About this task: The listing below needs to be copied in full, exactly.

Available data:
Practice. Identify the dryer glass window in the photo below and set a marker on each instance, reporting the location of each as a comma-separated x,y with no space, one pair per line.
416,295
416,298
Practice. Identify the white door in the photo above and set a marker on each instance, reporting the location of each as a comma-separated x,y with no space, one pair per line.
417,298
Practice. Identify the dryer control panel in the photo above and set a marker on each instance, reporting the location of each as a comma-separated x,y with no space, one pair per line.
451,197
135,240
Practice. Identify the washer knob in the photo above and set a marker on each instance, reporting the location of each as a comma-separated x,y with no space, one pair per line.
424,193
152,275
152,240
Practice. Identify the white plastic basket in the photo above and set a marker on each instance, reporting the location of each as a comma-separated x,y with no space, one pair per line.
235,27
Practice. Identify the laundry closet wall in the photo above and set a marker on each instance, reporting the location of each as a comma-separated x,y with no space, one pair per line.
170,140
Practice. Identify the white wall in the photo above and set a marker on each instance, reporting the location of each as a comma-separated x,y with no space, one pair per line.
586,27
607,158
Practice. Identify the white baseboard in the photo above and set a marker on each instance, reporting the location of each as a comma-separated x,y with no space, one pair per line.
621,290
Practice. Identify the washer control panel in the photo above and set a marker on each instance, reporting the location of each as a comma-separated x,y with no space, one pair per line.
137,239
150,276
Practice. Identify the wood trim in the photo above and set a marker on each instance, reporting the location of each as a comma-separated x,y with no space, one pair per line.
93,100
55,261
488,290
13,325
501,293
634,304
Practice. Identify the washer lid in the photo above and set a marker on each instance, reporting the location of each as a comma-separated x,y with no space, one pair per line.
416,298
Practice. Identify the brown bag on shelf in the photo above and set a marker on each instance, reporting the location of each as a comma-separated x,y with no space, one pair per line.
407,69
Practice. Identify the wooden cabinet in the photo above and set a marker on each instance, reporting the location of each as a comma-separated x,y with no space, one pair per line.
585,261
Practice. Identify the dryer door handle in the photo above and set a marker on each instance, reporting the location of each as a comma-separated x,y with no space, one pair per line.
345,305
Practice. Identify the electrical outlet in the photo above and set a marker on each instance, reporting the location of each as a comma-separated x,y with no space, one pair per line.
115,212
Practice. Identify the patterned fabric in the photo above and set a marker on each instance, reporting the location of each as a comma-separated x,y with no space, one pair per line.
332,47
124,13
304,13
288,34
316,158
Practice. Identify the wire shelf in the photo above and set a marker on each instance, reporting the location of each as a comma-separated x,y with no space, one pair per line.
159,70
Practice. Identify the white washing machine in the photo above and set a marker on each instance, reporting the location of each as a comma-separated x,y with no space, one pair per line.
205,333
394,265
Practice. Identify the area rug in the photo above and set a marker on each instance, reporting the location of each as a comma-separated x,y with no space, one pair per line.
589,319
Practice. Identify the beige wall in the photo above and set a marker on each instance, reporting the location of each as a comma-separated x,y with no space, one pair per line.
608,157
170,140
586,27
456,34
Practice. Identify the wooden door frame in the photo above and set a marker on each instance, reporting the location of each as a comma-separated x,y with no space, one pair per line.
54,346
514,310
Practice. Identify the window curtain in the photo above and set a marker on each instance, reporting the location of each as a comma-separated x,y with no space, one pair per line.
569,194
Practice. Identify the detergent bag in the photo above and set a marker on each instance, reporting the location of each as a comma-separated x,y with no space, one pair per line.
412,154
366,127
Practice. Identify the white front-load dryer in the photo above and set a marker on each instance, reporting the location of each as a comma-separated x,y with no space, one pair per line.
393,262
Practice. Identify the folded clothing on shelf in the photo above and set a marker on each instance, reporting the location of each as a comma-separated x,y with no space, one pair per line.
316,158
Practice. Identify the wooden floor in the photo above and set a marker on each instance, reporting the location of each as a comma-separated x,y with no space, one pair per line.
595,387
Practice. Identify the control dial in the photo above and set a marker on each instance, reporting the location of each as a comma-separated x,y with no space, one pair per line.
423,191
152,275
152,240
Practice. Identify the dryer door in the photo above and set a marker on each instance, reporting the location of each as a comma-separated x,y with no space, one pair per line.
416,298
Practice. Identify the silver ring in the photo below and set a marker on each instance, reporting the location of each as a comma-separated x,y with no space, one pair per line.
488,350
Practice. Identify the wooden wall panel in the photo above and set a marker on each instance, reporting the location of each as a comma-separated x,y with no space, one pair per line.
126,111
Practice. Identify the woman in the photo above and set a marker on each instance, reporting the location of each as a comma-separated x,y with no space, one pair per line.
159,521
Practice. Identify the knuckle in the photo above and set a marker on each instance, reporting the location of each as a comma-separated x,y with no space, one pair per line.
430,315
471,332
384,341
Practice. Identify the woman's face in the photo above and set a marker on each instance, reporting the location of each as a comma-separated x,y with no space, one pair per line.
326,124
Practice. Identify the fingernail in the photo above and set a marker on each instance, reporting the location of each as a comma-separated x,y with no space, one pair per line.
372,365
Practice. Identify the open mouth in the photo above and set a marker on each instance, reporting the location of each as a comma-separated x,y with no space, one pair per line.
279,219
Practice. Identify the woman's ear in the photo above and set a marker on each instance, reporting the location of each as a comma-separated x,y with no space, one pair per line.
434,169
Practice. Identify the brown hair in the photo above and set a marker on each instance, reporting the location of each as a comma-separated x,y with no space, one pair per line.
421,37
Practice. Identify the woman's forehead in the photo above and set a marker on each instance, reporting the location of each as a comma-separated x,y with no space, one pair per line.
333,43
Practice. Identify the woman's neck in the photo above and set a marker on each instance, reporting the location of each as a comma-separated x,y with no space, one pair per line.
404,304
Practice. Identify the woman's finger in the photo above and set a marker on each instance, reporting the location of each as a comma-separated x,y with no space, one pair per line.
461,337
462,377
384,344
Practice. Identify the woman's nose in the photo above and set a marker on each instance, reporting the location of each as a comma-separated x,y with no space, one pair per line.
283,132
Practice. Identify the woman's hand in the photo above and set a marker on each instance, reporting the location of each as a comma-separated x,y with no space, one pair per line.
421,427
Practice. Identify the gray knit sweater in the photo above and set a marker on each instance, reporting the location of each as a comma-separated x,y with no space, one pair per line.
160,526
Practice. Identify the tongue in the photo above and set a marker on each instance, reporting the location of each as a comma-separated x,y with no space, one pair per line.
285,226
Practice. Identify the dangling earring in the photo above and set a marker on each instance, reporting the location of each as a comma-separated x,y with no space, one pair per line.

Expected answer:
Practice. Identify the dryer glass window in the photo below and set a marker on each instance, reporting the location of each as a comma-separated x,y with no space, one pair per line.
416,295
416,298
Practice. Identify the white door in the photo above and set a marker on each instance, reporting the location of each as a comma-separated x,y with no space, one pair per line.
417,298
Practice. Identify the dryer control panel in the photo above and set a marker on each instance, reporting the location of each as a comma-separated x,y with no space, one pair per line.
451,197
135,240
Practice. Identify the washer knob in the photo above and set a marker on each instance, reporting the location of each as a comma-separated x,y with no space, one pair per line.
424,193
152,275
152,240
Practice. Identify the white plastic basket in the photo above and set a marker on each instance, reporting the location of each as a comma-separated x,y with no space, one pair per line.
235,27
Practice. Identify the laundry closet wall in the photo above and set a marker on each instance, reporting the location of each as a comma-separated x,y with no space, one pair per line.
170,140
Practice. Identify the white wall in the photo above and set a marker on each instance, reporting the location of each as a comma-separated x,y with no space, one pair per line.
586,27
607,158
Practice. Identify the white baseboard in the photo above and set a marker on each instance, reporting the location of each as a comma-separated x,y with no space, one pair per line.
621,290
Practice. Identify the washer control panel in the photo above and set a marker on each instance, reporting the location of each as a comma-separated x,y with no space, one pair per line.
137,239
150,276
Practice. Identify the wood trim in the photo above and set a marker on each instance, reporting the location of each as a comma-separated x,y with no space, one pair per line.
93,100
55,261
488,290
13,325
501,293
634,304
Practice. Identify the washer lid in the photo above and set a marker on each instance, reporting the location of each as a comma-separated x,y with no space, one pair per line.
416,298
Practice. Identify the brown bag on shelf in the photo above and set a marker on each instance, reporting the location of each as a comma-separated x,y with no space, one pair per line.
407,69
Practice. Identify the wooden cabinet in the photo above and set a marker on each instance, reporting the location of each as a comma-separated x,y with no space, one pair per line.
585,261
Practice. Identify the dryer door handle in the photo above and set a marker on each instance, reporting the location of each as a comma-separated x,y with no space, one pair per line.
345,305
Practice. Identify the electrical outlet in the photo above and set a marker on each instance, reporting the location of each as a comma-separated x,y with no space, one pair per line.
115,212
Practice. Identify the patterned fabric in the photo above and set a marker on each instance, reporting the location of each as a comma-separated x,y with no space, one pair per line.
332,47
124,13
304,13
288,34
316,158
Practice. Identify the wire shelf in the photo above and set a marker on each instance, reporting the location of each as a comma-separated x,y with no space, one pair per line.
159,70
Practice. Identify the white washing machine in the photo above and set a marker on each instance, reporting the location of each as a comma-separated x,y with no space, one pair per line.
205,333
394,265
Practice. Identify the area rug in the photo above and set a marker on each instance, reporting the location of each as a comma-separated x,y with no space, one pair per line.
589,319
Practice. Identify the beige wall in the photo above and set a marker on each instance, reporting the location of each as a comma-separated x,y with no space, one pair per line.
608,157
170,140
586,27
456,34
Practice. Identify the wooden door frame in the photo above and set a marker on each instance, reporting the location of each as a comma-separated x,y with no space, one pair per line.
54,346
514,310
Practice. Identify the window curtain in the photo above and set a marker on each instance, reporting the location of each as a comma-separated x,y with no space, one pair per line.
569,194
Practice. Identify the detergent bag in the photo above and set a marker on each instance, reporting the location of each as a comma-separated x,y with no space, one pair per line.
412,154
366,127
Practice. Identify the white front-load dryer in the photo above and set a marker on each instance, reporting the location of each as a comma-separated x,y with no space, one pair per line.
393,262
Practice. Identify the folded clothing on shelf in the photo above and set a marker on each instance, reporting the location of each as a comma-separated x,y with no space, one pair per line.
316,158
Practice. Identify the wooden floor in the photo above and set a marker on each instance, reporting the location of each as a comma-separated x,y with no space, one pair per line.
595,387
Practice. Identify the control dial in the photo above and set a marker on each instance, reporting the location of each as a comma-separated x,y with no space, one pair per line.
423,191
152,275
152,240
Practice. Identify the dryer door in the photo above and set a marker on each instance, reporting the location of each as a comma-separated x,y with no space, one pair per line.
416,298
Practice. Identify the silver ring in the photo below and set a marker on each instance, reporting the location of each as a comma-separated x,y with no space, one pair per line.
488,350
Practice. Identify the wooden wall panel in the photo above and set a marker on each instance, reporting the location of each as a comma-separated x,y with no space, one pair per line.
126,111
Practice. Identify the woman in the photo above and set a marker on each instance, reporting the location of each as a comma-separated x,y with no space, one pair per line.
159,521
Practice. Identify the knuckle in the photo above and set a marker on each instance, reporting the location of each as a comma-separated x,y with no space, one pair per line.
430,315
471,332
384,341
Practice. Identify the woman's face in the photo above and set a marker on each instance, reporting the location of each as a comma-separated x,y with no space, one pair per line.
326,124
Practice. Identify the fingernail in the photo above and set a marker on each instance, reporting the location of each as a comma-separated x,y with no space, one pair per line.
372,365
Practice. Identify the open mouth in the photo above and set a marker on each instance, reporting the location of each as a comma-separated x,y with no space, one pair per line.
279,219
Practice. Identify the woman's ear in the photo above and set a marker on each instance, reporting the location of each as a comma-separated x,y with no space, one pair per line.
434,169
Practice. Identify the brown hair in the photo above and set a marker on each instance, reporting the location of each as a comma-separated x,y with no space, one pair per line.
421,37
Practice. Identify the woman's forehead in the photo above and set a marker on each instance, reporting the location of each as a comma-separated x,y with no space, one pair per line.
333,43
Practice. Identify the woman's neck in the photo above and set a marker on each instance, reporting the location of each as a comma-separated x,y with no space, one pair per line.
404,304
Practice. Identify the woman's finger in the photo above and set a marker on each instance, reporting the location of each as a comma-separated x,y with no space, one pair per line.
461,337
462,377
384,344
Practice. Identify the woman's nose in the photo above and set a marker on each instance, reporting the location of each as a comma-separated x,y with no space, one pair per line.
283,132
Practice. Identify the woman's hand in the photo above and set a marker on each instance, reporting the location of each as a comma-separated x,y with no space, one pair per line.
421,427
Practice. Identify the gray knit sweater in the photo above and set a marker on each instance, reporting the location of each as a comma-separated x,y with no space, one pair per line.
160,526
Practice. Identify the tongue in the photo above and set a marker on each instance, reporting the location of each as a comma-separated x,y with no space, one pair per line.
285,226
Practice. Identify the dangling earring in the photo above and set a marker on each instance, reporting the location of each as a comma-separated x,y with no space, one pair per line.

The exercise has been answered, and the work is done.